--- Written exercise ---
Report every line below that contains the string "blonde", matching case exactly.

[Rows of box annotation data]

================================

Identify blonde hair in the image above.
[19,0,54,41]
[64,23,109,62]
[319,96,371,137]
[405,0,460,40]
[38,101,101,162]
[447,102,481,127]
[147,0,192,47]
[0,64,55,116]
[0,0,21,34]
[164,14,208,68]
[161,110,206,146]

================================

--- Exercise response ---
Identify blonde hair in the image above.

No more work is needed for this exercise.